## [Record set]
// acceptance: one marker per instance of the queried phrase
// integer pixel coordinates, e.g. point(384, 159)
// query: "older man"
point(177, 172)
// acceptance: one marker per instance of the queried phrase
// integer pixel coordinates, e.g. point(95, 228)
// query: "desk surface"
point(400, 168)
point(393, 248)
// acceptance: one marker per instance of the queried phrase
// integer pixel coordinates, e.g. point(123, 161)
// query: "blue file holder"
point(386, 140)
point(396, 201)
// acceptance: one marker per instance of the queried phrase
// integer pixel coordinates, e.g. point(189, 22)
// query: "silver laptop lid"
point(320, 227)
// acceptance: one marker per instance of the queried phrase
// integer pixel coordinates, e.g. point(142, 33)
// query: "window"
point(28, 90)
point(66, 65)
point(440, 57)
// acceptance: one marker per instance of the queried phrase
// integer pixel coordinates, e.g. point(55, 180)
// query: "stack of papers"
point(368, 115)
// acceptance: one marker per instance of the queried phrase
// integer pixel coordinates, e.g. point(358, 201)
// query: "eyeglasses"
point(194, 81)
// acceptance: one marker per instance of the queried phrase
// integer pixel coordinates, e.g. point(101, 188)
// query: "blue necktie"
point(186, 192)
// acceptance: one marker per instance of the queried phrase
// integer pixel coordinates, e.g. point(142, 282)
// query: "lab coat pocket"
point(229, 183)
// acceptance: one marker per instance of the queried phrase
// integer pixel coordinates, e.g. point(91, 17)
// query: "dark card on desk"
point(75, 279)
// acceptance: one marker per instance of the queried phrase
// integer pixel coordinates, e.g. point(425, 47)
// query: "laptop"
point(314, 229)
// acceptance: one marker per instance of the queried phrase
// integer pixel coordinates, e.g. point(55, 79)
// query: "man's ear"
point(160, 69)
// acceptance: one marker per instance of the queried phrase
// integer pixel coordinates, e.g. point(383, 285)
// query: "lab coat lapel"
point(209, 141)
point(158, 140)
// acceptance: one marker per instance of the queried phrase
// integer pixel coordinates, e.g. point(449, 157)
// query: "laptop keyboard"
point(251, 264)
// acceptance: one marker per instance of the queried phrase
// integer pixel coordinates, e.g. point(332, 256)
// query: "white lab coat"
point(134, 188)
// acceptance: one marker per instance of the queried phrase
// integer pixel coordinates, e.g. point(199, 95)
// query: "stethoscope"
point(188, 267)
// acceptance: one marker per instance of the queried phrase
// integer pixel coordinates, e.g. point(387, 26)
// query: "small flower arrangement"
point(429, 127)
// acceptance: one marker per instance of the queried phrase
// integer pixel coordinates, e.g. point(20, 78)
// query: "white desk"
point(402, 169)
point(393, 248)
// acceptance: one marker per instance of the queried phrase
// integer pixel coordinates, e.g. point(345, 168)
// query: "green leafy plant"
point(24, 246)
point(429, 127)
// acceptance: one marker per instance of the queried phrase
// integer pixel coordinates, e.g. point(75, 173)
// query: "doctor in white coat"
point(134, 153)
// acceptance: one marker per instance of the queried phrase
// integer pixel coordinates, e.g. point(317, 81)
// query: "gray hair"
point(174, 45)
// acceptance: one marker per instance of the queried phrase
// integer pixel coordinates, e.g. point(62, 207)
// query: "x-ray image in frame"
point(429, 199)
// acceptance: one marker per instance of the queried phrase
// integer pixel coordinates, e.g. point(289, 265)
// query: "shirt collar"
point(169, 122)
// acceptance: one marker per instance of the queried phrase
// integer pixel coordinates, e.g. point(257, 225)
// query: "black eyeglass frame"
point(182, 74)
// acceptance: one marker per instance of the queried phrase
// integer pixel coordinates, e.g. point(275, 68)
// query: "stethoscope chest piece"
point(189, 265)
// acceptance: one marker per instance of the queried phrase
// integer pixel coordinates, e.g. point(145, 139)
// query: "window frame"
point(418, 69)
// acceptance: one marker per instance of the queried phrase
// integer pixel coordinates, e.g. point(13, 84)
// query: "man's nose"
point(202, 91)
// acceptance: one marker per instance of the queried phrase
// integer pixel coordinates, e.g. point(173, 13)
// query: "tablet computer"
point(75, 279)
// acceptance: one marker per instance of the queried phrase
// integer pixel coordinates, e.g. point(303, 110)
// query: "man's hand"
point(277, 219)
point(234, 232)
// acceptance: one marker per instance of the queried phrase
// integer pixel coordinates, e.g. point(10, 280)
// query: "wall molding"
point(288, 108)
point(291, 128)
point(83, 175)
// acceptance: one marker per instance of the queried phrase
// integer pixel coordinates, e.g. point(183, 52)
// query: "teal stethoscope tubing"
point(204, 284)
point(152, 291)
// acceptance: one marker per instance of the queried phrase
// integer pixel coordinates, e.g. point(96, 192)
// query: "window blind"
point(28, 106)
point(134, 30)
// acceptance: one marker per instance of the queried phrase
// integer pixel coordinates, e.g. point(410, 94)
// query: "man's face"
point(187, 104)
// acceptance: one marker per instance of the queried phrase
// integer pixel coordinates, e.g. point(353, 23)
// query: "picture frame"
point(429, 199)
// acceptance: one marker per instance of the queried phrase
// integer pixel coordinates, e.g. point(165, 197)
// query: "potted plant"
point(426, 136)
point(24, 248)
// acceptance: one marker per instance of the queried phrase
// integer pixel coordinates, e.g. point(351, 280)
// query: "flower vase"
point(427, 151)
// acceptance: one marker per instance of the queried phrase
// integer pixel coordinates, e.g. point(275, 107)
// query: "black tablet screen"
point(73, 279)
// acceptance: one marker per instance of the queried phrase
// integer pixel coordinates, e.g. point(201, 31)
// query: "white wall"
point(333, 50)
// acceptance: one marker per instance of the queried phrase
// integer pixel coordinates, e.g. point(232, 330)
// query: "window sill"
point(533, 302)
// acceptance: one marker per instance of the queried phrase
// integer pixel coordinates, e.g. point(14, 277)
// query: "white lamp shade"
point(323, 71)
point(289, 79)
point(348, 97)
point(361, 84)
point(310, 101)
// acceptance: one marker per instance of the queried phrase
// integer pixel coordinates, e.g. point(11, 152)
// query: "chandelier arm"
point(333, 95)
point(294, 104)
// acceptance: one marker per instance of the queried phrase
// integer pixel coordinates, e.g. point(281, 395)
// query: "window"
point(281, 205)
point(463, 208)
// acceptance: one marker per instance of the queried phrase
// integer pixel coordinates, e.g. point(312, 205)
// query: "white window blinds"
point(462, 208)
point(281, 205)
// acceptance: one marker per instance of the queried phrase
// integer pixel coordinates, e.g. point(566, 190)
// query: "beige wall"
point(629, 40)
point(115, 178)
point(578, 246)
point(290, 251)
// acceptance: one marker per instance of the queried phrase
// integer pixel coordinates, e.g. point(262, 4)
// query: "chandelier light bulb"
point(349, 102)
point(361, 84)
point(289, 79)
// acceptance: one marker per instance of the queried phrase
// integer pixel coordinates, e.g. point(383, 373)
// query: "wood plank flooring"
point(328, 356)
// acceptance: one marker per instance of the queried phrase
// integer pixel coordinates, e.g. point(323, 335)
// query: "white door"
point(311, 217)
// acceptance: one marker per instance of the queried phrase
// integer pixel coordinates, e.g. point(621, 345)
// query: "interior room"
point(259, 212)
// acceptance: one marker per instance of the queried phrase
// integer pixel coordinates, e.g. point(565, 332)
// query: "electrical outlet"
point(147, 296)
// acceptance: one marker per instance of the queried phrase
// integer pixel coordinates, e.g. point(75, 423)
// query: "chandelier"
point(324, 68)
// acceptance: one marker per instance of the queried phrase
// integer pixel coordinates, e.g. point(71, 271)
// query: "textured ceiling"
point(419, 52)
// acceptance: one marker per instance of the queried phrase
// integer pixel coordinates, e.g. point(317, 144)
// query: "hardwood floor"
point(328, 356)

## [Problem to work on]
Give a word-for-word copy of the records.

## [Expected output]
// acceptance: one marker per instance of the queried phrase
// integer pixel coordinates, e.g. point(384, 159)
// query: "older man"
point(177, 172)
// acceptance: one marker per instance of the queried phrase
// integer pixel coordinates, e.g. point(95, 228)
// query: "desk surface"
point(400, 168)
point(393, 248)
// acceptance: one marker per instance of the queried phrase
// integer pixel coordinates, e.g. point(123, 161)
// query: "blue file holder"
point(386, 140)
point(396, 201)
// acceptance: one marker per instance of the queried phrase
// integer pixel coordinates, e.g. point(189, 22)
// query: "silver laptop lid"
point(320, 227)
// acceptance: one marker per instance of the queried phrase
// integer pixel coordinates, e.g. point(142, 33)
// query: "window"
point(28, 90)
point(66, 65)
point(440, 57)
// acceptance: one marker per instance of the queried phrase
// integer pixel coordinates, e.g. point(55, 180)
// query: "stack of papers"
point(368, 115)
// acceptance: one marker per instance of the queried phrase
// integer pixel coordinates, e.g. point(358, 201)
// query: "eyeglasses"
point(194, 81)
// acceptance: one marker per instance of the queried phrase
// integer pixel coordinates, e.g. point(101, 188)
// query: "blue necktie"
point(186, 192)
// acceptance: one marker per instance of the queried phrase
// integer pixel coordinates, e.g. point(142, 282)
// query: "lab coat pocket"
point(229, 183)
// acceptance: one marker per instance of the queried phrase
// integer pixel coordinates, e.g. point(91, 17)
// query: "dark card on desk"
point(75, 279)
// acceptance: one marker per instance of the queried phrase
// integer pixel coordinates, e.g. point(425, 47)
// query: "laptop"
point(314, 229)
// acceptance: one marker per instance of the queried phrase
// integer pixel coordinates, e.g. point(55, 79)
// query: "man's ear"
point(160, 69)
// acceptance: one marker per instance of the queried phrase
// integer pixel coordinates, e.g. point(383, 285)
// query: "lab coat lapel"
point(209, 141)
point(158, 140)
// acceptance: one marker per instance of the queried phrase
// integer pixel coordinates, e.g. point(449, 157)
// query: "laptop keyboard"
point(251, 264)
// acceptance: one marker per instance of the queried phrase
// integer pixel coordinates, e.g. point(332, 256)
// query: "white lab coat"
point(134, 188)
// acceptance: one marker per instance of the queried phrase
// integer pixel coordinates, e.g. point(199, 95)
// query: "stethoscope"
point(188, 267)
// acceptance: one marker per instance of the queried phrase
// integer pixel coordinates, e.g. point(387, 26)
// query: "small flower arrangement"
point(429, 127)
// acceptance: one marker per instance of the queried phrase
// integer pixel coordinates, e.g. point(20, 78)
// query: "white desk"
point(402, 169)
point(393, 248)
// acceptance: one marker per instance of the queried phrase
// integer pixel coordinates, e.g. point(345, 168)
// query: "green leafy plant"
point(24, 246)
point(429, 127)
// acceptance: one marker per instance of the queried phrase
// integer pixel coordinates, e.g. point(75, 173)
// query: "doctor in white coat"
point(134, 153)
// acceptance: one marker per instance of the queried phrase
// integer pixel coordinates, e.g. point(317, 81)
// query: "gray hair"
point(174, 45)
// acceptance: one marker per instance of the queried phrase
// integer pixel coordinates, e.g. point(62, 207)
// query: "x-ray image in frame"
point(429, 199)
// acceptance: one marker per instance of the queried phrase
// integer pixel coordinates, e.g. point(289, 265)
// query: "shirt collar"
point(169, 122)
// acceptance: one marker per instance of the queried phrase
// integer pixel coordinates, e.g. point(257, 225)
// query: "black eyeglass frame"
point(182, 74)
// acceptance: one marker per instance of the queried phrase
// integer pixel coordinates, e.g. point(275, 68)
// query: "stethoscope chest piece"
point(189, 265)
// acceptance: one marker per instance of the queried phrase
// integer pixel coordinates, e.g. point(145, 139)
// query: "window frame"
point(418, 69)
// acceptance: one marker per instance of the queried phrase
// integer pixel coordinates, e.g. point(13, 84)
// query: "man's nose"
point(202, 91)
// acceptance: one marker per instance of the queried phrase
// integer pixel coordinates, e.g. point(173, 13)
// query: "tablet computer"
point(75, 279)
// acceptance: one marker per instance of the queried phrase
// integer pixel coordinates, e.g. point(303, 110)
// query: "man's hand"
point(277, 219)
point(234, 232)
// acceptance: one marker per instance of the queried phrase
// integer pixel coordinates, e.g. point(10, 280)
// query: "wall molding"
point(288, 108)
point(291, 128)
point(83, 175)
// acceptance: one marker per instance of the queried phrase
// integer pixel coordinates, e.g. point(183, 52)
// query: "teal stethoscope tubing"
point(204, 284)
point(152, 291)
// acceptance: one marker per instance of the queried phrase
// integer pixel coordinates, e.g. point(96, 192)
// query: "window blind"
point(28, 106)
point(134, 30)
// acceptance: one marker per instance of the queried phrase
// integer pixel coordinates, e.g. point(410, 94)
// query: "man's face"
point(187, 104)
// acceptance: one marker per instance of the queried phrase
// integer pixel coordinates, e.g. point(353, 23)
// query: "picture frame"
point(429, 199)
// acceptance: one marker per instance of the queried phrase
// integer pixel coordinates, e.g. point(165, 197)
// query: "potted plant"
point(426, 136)
point(24, 248)
// acceptance: one marker per instance of the queried phrase
// integer pixel coordinates, e.g. point(351, 280)
// query: "flower vase"
point(427, 151)
// acceptance: one marker per instance of the queried phrase
// integer pixel coordinates, e.g. point(275, 107)
// query: "black tablet screen"
point(73, 279)
// acceptance: one marker per instance of the queried phrase
// integer pixel coordinates, e.g. point(201, 31)
// query: "white wall"
point(333, 50)
// acceptance: one marker per instance of the queried phrase
// integer pixel coordinates, e.g. point(232, 330)
// query: "window sill"
point(533, 302)
// acceptance: one marker per instance of the queried phrase
// integer pixel coordinates, e.g. point(14, 277)
// query: "white lamp shade"
point(323, 71)
point(289, 79)
point(348, 97)
point(361, 84)
point(310, 101)
// acceptance: one marker per instance of the queried phrase
// integer pixel coordinates, e.g. point(11, 152)
// query: "chandelier arm"
point(333, 95)
point(294, 104)
// acceptance: one marker per instance of the queried phrase
// integer pixel coordinates, e.g. point(281, 395)
// query: "window"
point(281, 205)
point(463, 208)
// acceptance: one marker per instance of the queried phrase
// integer pixel coordinates, e.g. point(312, 205)
// query: "white window blinds"
point(462, 208)
point(281, 205)
// acceptance: one marker per instance of the queried phrase
// integer pixel coordinates, e.g. point(566, 190)
// query: "beige wall"
point(629, 40)
point(115, 178)
point(578, 246)
point(290, 251)
// acceptance: one marker per instance of the queried phrase
// integer pixel coordinates, e.g. point(262, 4)
// query: "chandelier light bulb"
point(349, 102)
point(361, 84)
point(289, 79)
// acceptance: one marker per instance of the queried phrase
// integer pixel coordinates, e.g. point(383, 373)
// query: "wood plank flooring"
point(328, 356)
// acceptance: one marker per instance of the queried phrase
// integer pixel coordinates, e.g. point(323, 335)
// query: "white door"
point(311, 217)
// acceptance: one marker per instance of the queried phrase
// integer pixel coordinates, e.g. point(621, 345)
// query: "interior room"
point(259, 212)
// acceptance: one marker per instance of the queried phrase
// integer pixel coordinates, e.g. point(565, 332)
// query: "electrical outlet"
point(147, 296)
// acceptance: one marker per instance of the queried phrase
// integer pixel coordinates, e.g. point(75, 423)
// query: "chandelier"
point(324, 68)
// acceptance: one marker per instance of the queried phrase
// integer pixel coordinates, e.g. point(71, 271)
// query: "textured ceiling"
point(419, 52)
// acceptance: one marker per instance of the queried phrase
// integer pixel coordinates, e.g. point(317, 144)
// query: "hardwood floor"
point(328, 356)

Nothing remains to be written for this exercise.